## [EXERCISE DIRECTIONS]
Look through the data below, and copy each line that carries the word "water".

## [DATA]
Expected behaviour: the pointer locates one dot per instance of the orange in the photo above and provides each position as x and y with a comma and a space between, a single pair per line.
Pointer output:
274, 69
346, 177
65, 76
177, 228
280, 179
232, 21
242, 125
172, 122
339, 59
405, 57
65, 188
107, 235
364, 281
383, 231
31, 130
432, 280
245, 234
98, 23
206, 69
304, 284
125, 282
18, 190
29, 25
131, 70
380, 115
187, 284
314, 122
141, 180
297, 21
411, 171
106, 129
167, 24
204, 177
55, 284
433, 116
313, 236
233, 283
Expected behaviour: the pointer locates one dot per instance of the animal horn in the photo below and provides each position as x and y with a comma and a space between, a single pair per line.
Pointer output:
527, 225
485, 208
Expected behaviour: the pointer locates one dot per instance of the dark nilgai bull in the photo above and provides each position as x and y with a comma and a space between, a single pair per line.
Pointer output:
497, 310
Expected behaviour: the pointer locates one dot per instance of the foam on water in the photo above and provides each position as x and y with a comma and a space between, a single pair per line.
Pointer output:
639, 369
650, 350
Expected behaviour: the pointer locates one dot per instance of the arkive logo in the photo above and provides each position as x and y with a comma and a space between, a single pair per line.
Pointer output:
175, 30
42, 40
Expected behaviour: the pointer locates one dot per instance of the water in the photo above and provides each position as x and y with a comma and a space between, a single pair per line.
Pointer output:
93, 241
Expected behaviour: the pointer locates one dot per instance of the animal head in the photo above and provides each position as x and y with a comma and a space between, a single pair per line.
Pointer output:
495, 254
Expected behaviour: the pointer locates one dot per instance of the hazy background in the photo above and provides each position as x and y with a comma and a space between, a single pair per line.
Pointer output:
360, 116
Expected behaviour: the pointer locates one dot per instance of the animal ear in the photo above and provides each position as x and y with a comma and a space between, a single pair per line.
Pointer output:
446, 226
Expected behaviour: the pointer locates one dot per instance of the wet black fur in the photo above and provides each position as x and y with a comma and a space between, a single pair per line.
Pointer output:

## [RESPONSE BOX]
Expected behaviour: the pointer locates one dot per instance of the foam on water in the photo above and provides each position as x and y with a comma and a space between, a single pair per line.
Expected behaviour: the pointer locates one dot per instance of the water in the photo above and provides each position as x and y with a comma and a space between, a single pair per line.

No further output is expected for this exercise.